#### Work task:
Print all the records below exactly as they stand, but leave out the pictures.

** Opening Data supplied block **

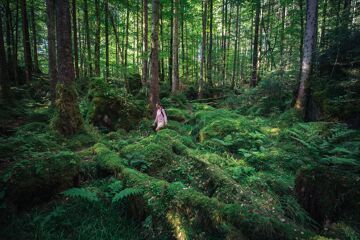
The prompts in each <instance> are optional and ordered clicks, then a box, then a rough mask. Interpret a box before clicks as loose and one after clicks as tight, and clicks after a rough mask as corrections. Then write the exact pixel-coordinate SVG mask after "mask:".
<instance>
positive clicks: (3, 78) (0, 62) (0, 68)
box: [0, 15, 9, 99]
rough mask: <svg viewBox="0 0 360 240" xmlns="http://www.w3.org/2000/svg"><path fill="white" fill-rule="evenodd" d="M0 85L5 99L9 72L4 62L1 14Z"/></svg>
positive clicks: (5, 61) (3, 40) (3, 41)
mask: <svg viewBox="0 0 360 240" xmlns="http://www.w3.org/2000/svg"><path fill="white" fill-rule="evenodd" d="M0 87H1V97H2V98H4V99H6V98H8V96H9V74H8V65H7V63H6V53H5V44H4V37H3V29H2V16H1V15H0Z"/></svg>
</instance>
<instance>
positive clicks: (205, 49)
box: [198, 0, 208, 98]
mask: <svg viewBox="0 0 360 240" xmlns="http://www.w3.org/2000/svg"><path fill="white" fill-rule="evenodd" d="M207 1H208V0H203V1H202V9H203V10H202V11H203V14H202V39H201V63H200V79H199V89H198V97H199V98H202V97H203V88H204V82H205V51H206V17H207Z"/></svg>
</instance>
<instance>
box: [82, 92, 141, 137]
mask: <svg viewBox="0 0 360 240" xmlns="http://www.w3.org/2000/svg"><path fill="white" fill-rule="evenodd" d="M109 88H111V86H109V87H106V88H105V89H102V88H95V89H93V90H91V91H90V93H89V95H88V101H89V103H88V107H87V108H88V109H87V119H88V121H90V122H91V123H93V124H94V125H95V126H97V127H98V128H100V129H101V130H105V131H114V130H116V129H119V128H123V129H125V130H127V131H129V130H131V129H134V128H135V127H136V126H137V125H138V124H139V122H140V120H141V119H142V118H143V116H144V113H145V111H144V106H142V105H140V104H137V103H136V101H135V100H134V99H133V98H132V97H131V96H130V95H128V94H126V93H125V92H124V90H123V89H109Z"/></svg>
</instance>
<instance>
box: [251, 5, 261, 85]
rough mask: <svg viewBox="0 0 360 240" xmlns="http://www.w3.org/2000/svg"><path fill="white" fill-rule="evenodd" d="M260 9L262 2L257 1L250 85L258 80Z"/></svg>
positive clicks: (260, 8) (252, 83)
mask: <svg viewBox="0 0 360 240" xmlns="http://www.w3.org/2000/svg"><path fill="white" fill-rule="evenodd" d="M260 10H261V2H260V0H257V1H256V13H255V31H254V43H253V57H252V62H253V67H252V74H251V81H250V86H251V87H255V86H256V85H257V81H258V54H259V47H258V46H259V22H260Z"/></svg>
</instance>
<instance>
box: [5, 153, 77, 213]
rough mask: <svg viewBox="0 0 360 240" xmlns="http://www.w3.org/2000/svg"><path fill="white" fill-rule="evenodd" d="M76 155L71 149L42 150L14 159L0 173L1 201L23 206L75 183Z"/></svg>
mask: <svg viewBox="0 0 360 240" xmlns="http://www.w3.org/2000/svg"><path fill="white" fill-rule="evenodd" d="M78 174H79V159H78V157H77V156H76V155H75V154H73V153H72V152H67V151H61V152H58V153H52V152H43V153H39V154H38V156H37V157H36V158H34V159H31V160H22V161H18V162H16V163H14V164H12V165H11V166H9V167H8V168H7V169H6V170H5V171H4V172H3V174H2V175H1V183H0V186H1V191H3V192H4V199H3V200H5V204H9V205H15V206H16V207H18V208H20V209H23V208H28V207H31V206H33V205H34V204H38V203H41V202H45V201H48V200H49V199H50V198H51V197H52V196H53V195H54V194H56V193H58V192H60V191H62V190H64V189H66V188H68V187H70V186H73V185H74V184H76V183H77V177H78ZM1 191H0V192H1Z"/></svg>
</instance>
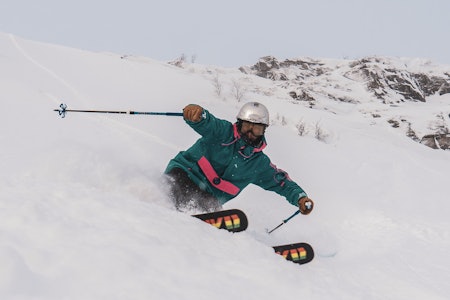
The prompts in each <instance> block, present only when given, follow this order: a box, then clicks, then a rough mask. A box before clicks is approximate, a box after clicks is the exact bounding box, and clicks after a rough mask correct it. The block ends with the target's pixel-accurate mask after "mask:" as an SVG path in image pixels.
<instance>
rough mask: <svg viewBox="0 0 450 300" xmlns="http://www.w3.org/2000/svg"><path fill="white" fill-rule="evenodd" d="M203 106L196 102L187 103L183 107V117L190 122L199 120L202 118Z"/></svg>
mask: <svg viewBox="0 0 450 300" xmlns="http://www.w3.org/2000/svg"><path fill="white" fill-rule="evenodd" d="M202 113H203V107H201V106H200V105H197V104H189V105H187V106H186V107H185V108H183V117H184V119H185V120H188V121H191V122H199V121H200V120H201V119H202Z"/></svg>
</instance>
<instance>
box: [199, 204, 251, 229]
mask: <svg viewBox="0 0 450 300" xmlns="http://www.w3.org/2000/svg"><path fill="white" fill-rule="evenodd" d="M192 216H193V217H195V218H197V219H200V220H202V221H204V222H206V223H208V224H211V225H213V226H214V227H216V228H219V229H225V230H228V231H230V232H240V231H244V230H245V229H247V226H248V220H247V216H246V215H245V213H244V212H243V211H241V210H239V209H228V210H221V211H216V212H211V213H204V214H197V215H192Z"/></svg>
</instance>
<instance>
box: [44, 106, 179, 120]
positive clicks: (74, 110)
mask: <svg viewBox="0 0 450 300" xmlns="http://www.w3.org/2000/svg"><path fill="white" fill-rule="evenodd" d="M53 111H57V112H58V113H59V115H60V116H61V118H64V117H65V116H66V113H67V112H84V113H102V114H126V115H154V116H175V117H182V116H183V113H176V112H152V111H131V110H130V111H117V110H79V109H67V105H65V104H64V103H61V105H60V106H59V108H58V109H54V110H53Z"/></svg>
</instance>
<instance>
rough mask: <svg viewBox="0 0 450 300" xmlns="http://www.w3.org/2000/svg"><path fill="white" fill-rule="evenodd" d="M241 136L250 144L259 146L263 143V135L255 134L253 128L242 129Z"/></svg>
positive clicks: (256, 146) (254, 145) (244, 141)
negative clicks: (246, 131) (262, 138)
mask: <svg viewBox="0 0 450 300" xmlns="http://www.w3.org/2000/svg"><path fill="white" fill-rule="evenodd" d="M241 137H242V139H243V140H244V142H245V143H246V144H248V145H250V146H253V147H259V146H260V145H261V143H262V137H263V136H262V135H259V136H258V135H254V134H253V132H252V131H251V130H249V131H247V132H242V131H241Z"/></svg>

** Closing Data supplied block **

#### Output for this exercise:
The prompts in each <instance> are optional and ordered clicks, then a box, then a rough mask. Interpret a box before clicks as loose and one after clicks as tight, and clicks after a rough mask as corrections. Then write the exact pixel-coordinate SVG mask after "mask:".
<instance>
positive clicks: (3, 78) (0, 62) (0, 68)
box: [0, 15, 9, 99]
rough mask: <svg viewBox="0 0 360 240" xmlns="http://www.w3.org/2000/svg"><path fill="white" fill-rule="evenodd" d="M0 85L5 99L9 72L4 62L1 14Z"/></svg>
positive clicks: (5, 61) (3, 40) (3, 41)
mask: <svg viewBox="0 0 360 240" xmlns="http://www.w3.org/2000/svg"><path fill="white" fill-rule="evenodd" d="M0 87H1V97H2V98H4V99H6V98H8V96H9V74H8V65H7V63H6V53H5V44H4V37H3V29H2V16H1V15H0Z"/></svg>
</instance>
<instance>
positive clicks: (205, 49)
box: [198, 0, 208, 98]
mask: <svg viewBox="0 0 360 240" xmlns="http://www.w3.org/2000/svg"><path fill="white" fill-rule="evenodd" d="M207 1H208V0H203V1H202V9H203V10H202V11H203V14H202V39H201V63H200V79H199V89H198V97H199V98H202V97H203V88H204V82H205V51H206V17H207Z"/></svg>
</instance>
<instance>
box: [82, 92, 141, 137]
mask: <svg viewBox="0 0 360 240" xmlns="http://www.w3.org/2000/svg"><path fill="white" fill-rule="evenodd" d="M109 88H111V86H109V87H106V88H105V89H102V88H95V89H93V90H91V91H90V93H89V95H88V101H89V103H88V107H87V108H88V109H87V119H88V121H90V122H91V123H93V124H94V125H95V126H97V127H98V128H100V129H101V130H105V131H114V130H116V129H119V128H123V129H125V130H127V131H129V130H131V129H134V128H135V127H136V126H137V125H138V124H139V122H140V120H141V119H142V118H143V116H144V113H145V111H144V106H142V105H140V104H137V103H136V101H135V100H134V99H133V98H132V97H131V96H130V95H128V94H126V93H125V92H124V90H123V89H109Z"/></svg>
</instance>
<instance>
box: [251, 5, 261, 85]
rough mask: <svg viewBox="0 0 360 240" xmlns="http://www.w3.org/2000/svg"><path fill="white" fill-rule="evenodd" d="M260 9L262 2L257 1L250 85L258 80Z"/></svg>
positive clicks: (260, 8) (252, 83)
mask: <svg viewBox="0 0 360 240" xmlns="http://www.w3.org/2000/svg"><path fill="white" fill-rule="evenodd" d="M260 10H261V2H260V0H257V1H256V13H255V31H254V43H253V57H252V62H253V67H252V74H251V81H250V86H251V87H255V86H256V85H257V81H258V54H259V47H258V46H259V22H260Z"/></svg>
</instance>
<instance>
box: [5, 153, 77, 213]
rough mask: <svg viewBox="0 0 360 240" xmlns="http://www.w3.org/2000/svg"><path fill="white" fill-rule="evenodd" d="M76 155L71 149L42 150L14 159L0 173L1 201L23 206L75 183Z"/></svg>
mask: <svg viewBox="0 0 360 240" xmlns="http://www.w3.org/2000/svg"><path fill="white" fill-rule="evenodd" d="M78 174H79V159H78V157H77V156H76V155H75V154H73V153H72V152H67V151H61V152H58V153H52V152H43V153H39V154H38V156H37V157H36V158H34V159H31V160H22V161H18V162H16V163H14V164H12V165H11V166H9V167H8V168H7V169H6V170H5V171H4V172H3V174H2V175H1V183H0V186H1V191H3V192H4V199H3V200H5V204H9V205H15V206H16V207H18V208H20V209H23V208H28V207H31V206H33V205H34V204H38V203H41V202H45V201H48V200H49V199H50V198H51V197H52V196H53V195H54V194H56V193H58V192H60V191H62V190H64V189H66V188H68V187H70V186H73V185H74V184H76V183H77V177H78ZM1 191H0V192H1Z"/></svg>
</instance>
The prompts in each <instance> block, present only when given, follow this order: a box, then clicks, then a rough mask. A box before clicks is approximate, a box after clicks is the exact bounding box, and clicks after a rough mask correct it. The block ends with the target's pixel-accurate mask after "mask:" as an SVG path in image pixels.
<instance>
rough mask: <svg viewBox="0 0 450 300" xmlns="http://www.w3.org/2000/svg"><path fill="white" fill-rule="evenodd" d="M203 106L196 102L187 103L183 107V117L190 122L199 120L202 118Z"/></svg>
mask: <svg viewBox="0 0 450 300" xmlns="http://www.w3.org/2000/svg"><path fill="white" fill-rule="evenodd" d="M202 113H203V107H201V106H200V105H197V104H189V105H187V106H186V107H185V108H183V117H184V119H185V120H188V121H191V122H199V121H200V120H201V119H202Z"/></svg>
</instance>
<instance>
box: [199, 204, 251, 229]
mask: <svg viewBox="0 0 450 300" xmlns="http://www.w3.org/2000/svg"><path fill="white" fill-rule="evenodd" d="M192 216H193V217H195V218H197V219H200V220H202V221H204V222H206V223H208V224H211V225H213V226H214V227H216V228H219V229H225V230H228V231H230V232H240V231H244V230H245V229H247V226H248V220H247V216H246V215H245V213H244V212H243V211H241V210H239V209H228V210H221V211H216V212H211V213H204V214H197V215H192Z"/></svg>
</instance>
<instance>
box: [44, 106, 179, 120]
positive clicks: (74, 110)
mask: <svg viewBox="0 0 450 300" xmlns="http://www.w3.org/2000/svg"><path fill="white" fill-rule="evenodd" d="M53 111H57V112H58V113H59V115H60V116H61V118H64V117H65V116H66V113H67V112H84V113H102V114H126V115H154V116H175V117H182V116H183V113H176V112H152V111H131V110H130V111H117V110H79V109H67V105H65V104H64V103H61V105H60V106H59V108H58V109H54V110H53Z"/></svg>
</instance>
<instance>
rough mask: <svg viewBox="0 0 450 300" xmlns="http://www.w3.org/2000/svg"><path fill="white" fill-rule="evenodd" d="M241 136L250 144L259 146L263 143V135L255 134L253 128L242 129Z"/></svg>
positive clicks: (256, 146) (254, 145) (244, 141)
negative clicks: (246, 131) (262, 138)
mask: <svg viewBox="0 0 450 300" xmlns="http://www.w3.org/2000/svg"><path fill="white" fill-rule="evenodd" d="M241 137H242V139H243V140H244V142H245V143H246V144H248V145H250V146H253V147H259V146H260V145H261V143H262V137H263V136H262V135H259V136H258V135H254V134H253V132H252V131H251V130H249V131H247V132H242V131H241Z"/></svg>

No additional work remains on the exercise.